• _EXERCISE MATERIALS_
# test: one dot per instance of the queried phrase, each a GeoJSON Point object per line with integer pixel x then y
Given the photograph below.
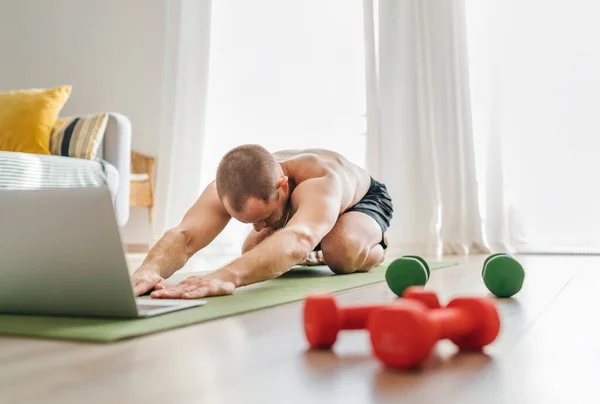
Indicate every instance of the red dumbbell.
{"type": "Point", "coordinates": [323, 319]}
{"type": "Point", "coordinates": [403, 334]}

• _SHORT EXERCISE_
Render the lines above as a numbered list, skipping any blank lines. Omit the pictures from your list.

• _REPLY TO THE TASK_
1. # test: one dot per instance of the queried phrase, each a GeoJSON Point object per line with integer pixel x then y
2. Given the photograph below.
3. Indicate every instance of the red dumbbell.
4. {"type": "Point", "coordinates": [323, 319]}
5. {"type": "Point", "coordinates": [403, 334]}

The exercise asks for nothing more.